### Exercise description
Reproduce the items below without any change, beginning at the line that contains "Reviewer note: check that each instance of the sky" and continuing through the last line of the items.

◆ ◆ ◆ ◆ ◆

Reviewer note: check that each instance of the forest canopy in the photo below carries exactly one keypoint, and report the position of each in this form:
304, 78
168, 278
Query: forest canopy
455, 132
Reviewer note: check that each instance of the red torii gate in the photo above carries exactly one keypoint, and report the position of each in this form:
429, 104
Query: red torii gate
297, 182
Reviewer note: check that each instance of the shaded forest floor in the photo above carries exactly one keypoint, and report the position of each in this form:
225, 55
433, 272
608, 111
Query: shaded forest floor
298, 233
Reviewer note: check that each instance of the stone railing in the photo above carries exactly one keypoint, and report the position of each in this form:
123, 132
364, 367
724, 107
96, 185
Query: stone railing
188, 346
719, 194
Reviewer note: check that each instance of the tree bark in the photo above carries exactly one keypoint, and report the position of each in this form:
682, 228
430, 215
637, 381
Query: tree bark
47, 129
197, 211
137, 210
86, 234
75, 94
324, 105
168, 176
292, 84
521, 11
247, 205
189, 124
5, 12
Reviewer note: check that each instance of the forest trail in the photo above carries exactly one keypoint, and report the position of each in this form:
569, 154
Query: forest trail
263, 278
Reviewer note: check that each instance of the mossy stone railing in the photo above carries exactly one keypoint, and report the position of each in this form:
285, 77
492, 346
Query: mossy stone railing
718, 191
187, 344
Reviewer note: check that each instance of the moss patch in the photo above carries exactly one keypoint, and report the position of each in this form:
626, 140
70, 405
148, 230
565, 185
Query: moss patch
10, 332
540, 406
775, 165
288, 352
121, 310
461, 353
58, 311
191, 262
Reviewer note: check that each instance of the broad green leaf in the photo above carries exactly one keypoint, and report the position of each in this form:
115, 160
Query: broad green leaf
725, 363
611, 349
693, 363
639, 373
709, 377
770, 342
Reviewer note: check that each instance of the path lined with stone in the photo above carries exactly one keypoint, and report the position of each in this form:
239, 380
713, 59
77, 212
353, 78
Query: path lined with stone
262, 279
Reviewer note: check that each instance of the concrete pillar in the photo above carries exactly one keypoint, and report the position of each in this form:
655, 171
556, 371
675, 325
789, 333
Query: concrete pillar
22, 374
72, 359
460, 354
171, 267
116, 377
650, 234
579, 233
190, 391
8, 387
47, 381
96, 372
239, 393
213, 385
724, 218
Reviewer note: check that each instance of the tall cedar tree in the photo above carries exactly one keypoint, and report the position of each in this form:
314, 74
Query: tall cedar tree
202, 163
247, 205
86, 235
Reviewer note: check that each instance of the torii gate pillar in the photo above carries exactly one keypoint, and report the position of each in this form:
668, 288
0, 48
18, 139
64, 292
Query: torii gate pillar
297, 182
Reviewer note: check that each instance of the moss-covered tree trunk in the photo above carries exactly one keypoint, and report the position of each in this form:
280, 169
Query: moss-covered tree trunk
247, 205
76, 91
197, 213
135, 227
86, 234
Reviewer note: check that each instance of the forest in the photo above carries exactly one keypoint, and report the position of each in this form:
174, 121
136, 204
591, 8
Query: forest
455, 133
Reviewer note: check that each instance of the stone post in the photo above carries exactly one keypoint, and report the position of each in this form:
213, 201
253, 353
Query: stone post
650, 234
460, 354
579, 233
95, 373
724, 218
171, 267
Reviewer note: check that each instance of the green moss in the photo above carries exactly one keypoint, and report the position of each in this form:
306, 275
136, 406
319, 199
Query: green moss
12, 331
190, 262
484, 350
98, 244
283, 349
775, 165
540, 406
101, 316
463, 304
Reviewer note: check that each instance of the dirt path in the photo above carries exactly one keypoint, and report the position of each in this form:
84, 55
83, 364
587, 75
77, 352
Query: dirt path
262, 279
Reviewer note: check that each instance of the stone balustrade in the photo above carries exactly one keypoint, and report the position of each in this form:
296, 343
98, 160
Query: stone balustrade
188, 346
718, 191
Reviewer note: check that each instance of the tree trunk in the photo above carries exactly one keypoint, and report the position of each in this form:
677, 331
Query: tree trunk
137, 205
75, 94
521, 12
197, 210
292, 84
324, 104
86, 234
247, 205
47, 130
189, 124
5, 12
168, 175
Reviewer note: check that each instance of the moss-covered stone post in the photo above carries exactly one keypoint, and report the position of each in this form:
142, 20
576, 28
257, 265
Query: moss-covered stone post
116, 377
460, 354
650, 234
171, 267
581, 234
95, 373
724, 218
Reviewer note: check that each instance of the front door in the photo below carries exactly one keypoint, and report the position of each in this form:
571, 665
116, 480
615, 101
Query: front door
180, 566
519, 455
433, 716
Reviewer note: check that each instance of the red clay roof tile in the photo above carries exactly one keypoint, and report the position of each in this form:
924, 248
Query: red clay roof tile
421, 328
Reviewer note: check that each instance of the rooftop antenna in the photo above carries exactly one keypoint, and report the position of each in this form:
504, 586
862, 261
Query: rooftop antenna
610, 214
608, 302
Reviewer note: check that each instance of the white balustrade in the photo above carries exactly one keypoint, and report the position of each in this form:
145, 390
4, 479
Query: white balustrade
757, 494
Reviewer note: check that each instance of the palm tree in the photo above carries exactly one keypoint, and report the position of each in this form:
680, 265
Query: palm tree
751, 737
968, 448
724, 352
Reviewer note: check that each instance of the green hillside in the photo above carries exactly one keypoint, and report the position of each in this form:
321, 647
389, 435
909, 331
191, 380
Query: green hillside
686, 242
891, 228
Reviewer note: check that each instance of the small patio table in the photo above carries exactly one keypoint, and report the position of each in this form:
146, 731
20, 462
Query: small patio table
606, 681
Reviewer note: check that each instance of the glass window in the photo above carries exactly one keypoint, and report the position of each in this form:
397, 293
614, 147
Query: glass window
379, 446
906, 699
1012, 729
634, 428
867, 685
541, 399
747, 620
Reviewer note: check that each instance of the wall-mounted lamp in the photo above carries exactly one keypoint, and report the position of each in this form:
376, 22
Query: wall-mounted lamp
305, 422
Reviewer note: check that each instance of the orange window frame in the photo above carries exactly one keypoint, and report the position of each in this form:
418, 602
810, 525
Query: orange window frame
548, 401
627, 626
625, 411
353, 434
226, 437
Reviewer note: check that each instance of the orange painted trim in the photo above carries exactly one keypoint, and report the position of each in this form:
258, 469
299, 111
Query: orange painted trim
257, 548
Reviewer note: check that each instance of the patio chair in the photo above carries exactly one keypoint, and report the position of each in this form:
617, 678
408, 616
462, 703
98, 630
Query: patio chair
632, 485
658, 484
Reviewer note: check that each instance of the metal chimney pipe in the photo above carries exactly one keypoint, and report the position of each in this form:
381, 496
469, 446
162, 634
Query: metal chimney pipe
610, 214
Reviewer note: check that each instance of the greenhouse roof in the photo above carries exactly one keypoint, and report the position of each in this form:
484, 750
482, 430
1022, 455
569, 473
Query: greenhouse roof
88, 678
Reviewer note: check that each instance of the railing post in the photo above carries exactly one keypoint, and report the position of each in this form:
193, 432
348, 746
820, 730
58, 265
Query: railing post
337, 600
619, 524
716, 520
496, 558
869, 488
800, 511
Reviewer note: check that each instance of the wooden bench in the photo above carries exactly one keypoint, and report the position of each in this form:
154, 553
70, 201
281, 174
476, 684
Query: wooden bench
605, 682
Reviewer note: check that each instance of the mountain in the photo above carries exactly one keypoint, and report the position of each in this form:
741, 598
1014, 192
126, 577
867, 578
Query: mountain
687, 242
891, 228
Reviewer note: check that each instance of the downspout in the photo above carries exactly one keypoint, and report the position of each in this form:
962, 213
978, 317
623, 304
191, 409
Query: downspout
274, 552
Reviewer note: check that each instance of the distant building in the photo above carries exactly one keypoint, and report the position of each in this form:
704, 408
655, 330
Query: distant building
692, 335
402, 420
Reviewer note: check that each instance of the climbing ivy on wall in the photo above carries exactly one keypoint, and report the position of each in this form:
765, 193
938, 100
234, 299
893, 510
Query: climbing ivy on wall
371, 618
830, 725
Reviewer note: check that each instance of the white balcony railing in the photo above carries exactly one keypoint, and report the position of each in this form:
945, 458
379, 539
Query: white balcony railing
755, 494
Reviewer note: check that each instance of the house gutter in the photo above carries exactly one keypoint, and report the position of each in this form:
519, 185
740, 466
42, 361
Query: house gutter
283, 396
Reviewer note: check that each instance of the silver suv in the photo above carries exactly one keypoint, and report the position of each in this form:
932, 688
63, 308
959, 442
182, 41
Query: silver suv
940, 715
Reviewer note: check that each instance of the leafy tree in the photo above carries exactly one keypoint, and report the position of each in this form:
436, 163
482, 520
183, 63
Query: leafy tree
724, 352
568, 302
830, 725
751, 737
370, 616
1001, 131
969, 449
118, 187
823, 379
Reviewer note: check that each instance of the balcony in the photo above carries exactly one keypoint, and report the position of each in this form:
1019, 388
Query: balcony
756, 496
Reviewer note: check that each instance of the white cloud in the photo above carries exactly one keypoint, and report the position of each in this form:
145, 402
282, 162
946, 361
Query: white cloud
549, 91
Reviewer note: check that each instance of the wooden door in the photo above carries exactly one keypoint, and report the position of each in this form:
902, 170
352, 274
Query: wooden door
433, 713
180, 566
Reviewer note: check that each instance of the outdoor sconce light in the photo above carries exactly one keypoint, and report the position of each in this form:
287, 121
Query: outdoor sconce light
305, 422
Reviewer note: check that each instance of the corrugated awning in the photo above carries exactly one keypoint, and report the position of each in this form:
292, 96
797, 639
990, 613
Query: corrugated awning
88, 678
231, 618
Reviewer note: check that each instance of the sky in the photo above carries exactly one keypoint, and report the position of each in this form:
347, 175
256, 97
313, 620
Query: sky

◆ ◆ ◆ ◆ ◆

### Output of the task
Reviewer note: check that each instance of the sky in the photo above carries exactly one keypoint, and report the position of each in this form:
347, 175
256, 97
313, 620
Query: sky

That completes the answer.